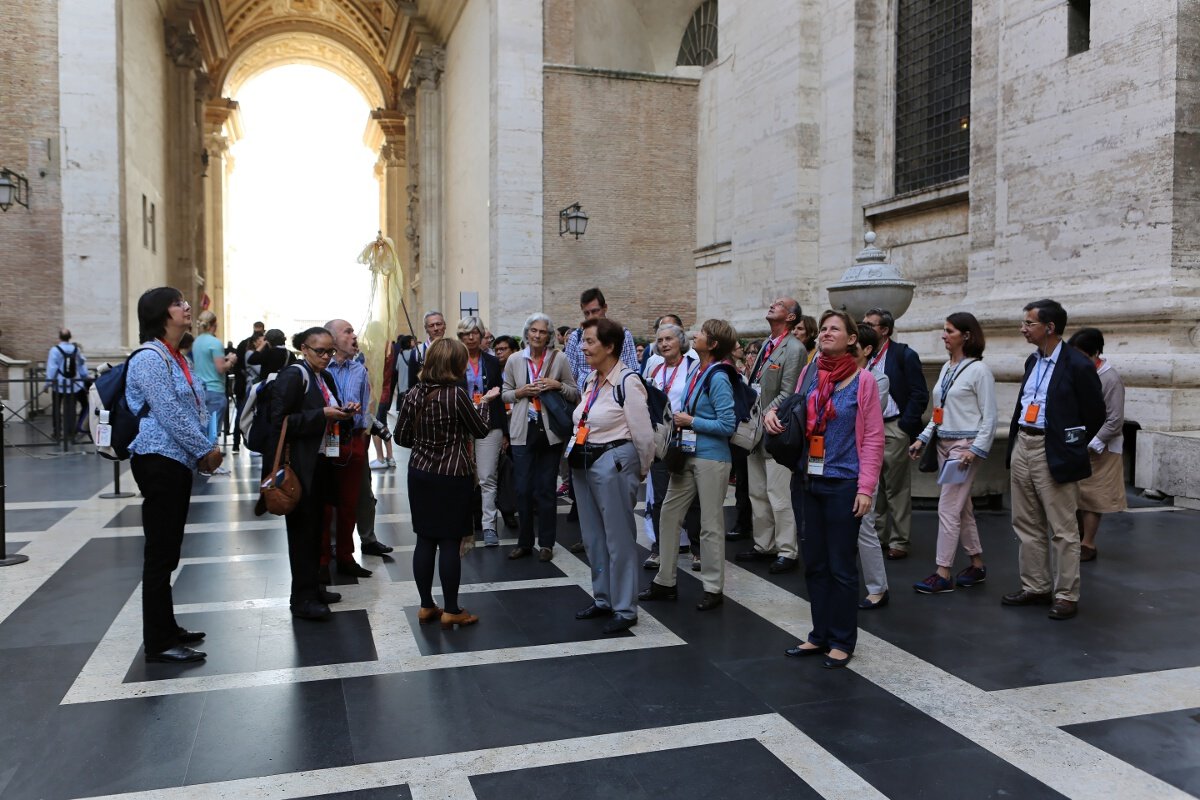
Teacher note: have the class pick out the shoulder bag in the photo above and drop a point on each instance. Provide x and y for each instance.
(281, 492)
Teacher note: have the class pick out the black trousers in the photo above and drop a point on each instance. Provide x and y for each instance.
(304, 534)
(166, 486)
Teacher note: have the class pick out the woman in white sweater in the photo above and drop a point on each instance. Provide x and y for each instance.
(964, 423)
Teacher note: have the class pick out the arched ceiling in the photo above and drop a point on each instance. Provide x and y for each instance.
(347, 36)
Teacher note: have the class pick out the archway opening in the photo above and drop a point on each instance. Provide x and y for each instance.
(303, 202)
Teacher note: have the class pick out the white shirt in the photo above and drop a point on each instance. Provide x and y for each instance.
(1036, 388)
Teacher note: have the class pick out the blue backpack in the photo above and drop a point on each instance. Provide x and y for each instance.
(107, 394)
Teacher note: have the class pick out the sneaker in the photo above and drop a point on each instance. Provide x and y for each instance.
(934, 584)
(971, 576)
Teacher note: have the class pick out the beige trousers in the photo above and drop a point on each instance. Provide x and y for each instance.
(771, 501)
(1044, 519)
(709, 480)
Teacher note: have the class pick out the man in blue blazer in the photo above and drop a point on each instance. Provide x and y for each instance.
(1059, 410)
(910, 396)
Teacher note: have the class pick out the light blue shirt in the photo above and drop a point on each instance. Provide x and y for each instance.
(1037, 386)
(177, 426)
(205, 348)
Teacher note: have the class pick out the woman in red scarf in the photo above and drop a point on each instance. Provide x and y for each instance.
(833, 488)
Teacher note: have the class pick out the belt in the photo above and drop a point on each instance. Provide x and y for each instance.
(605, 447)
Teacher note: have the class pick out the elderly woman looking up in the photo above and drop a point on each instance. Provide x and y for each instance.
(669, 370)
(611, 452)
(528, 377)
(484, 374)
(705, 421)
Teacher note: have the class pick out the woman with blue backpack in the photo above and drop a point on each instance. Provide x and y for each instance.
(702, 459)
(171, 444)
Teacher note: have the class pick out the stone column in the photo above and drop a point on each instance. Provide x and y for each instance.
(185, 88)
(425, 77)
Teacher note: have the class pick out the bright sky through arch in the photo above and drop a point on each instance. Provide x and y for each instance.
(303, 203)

* Stated goal:
Copy all the material above word for word, leaving out the picture.

* Exercise solution:
Teacher note: have the class pick out the shoulder bag in the photo above and drop a point on each instance. Provide x and y for each instance.
(281, 492)
Teacher note: have the class pick out the black trousers in the photo above and drop a point on each instance. Provide x and y for each instance.
(304, 534)
(166, 486)
Teacher note: have the class pick out the woman in white sweater in the photo above and drop a point on each instance. Provide x and y for each instance.
(964, 423)
Teacher note: have the class pick out the arched ceiling in the photo above and drop a point on each instance. Provide x and y for each instance.
(347, 36)
Teacher note: have the class pick out the archway opening in the photo above and drop a point on each instance. Provide x and y for each instance.
(303, 202)
Teacher note: have the class pick out the white shirt in the photo above and drop a point on each instance. Provide x and y for each instance.
(1036, 388)
Teacher note: have the class pick out the blue backpack in the photo above and drop a point on each instance. Provide x and y for each instance.
(107, 394)
Teacher note: have the class pick out the sneaker in the photo above and drop a point on each instance. Provide x and y for each instance.
(934, 584)
(971, 576)
Teacher note: have the class pick out the beige trousers in the photo above and drop a point on each instance. Provide x and y for each instance.
(771, 501)
(1044, 519)
(709, 480)
Teacher note: have the class pick out the man in blue blazer in the photo above and drop a point on each instance. Provide x and y for each instance.
(1059, 410)
(910, 396)
Teacher note: have the class pick out the light blue shirt in the photo above and drop a point on each instance. Provide x and y for each instance.
(1037, 386)
(177, 426)
(205, 348)
Teacher note: have the class pick out the woman in red scarf in the photo above and drop a point on each instance. Provide x and y for each instance.
(833, 488)
Teacher note: have the class pick out the belt in the photo above and drop a point on each instance. Provide x and y for each instance.
(605, 447)
Teacher note: have the class pick out the elderly woman looking up in the photo above and drop a point on each instance. Provide x and y for each instance.
(669, 370)
(611, 452)
(528, 377)
(484, 374)
(705, 421)
Teacher note: have the class pick out the woman with blue backpack in the photo above and drop a point on each instance. Provide x and y for each instance.
(702, 459)
(171, 444)
Teacher note: have the class pick out the stone column in the photo above and drop a point on each instance. Provide x and y for each instance.
(185, 88)
(425, 77)
Teacher note: have the class pick out the bright sky through arch in the photo above and drop a point on each instance. Provide x and y for each instance.
(303, 203)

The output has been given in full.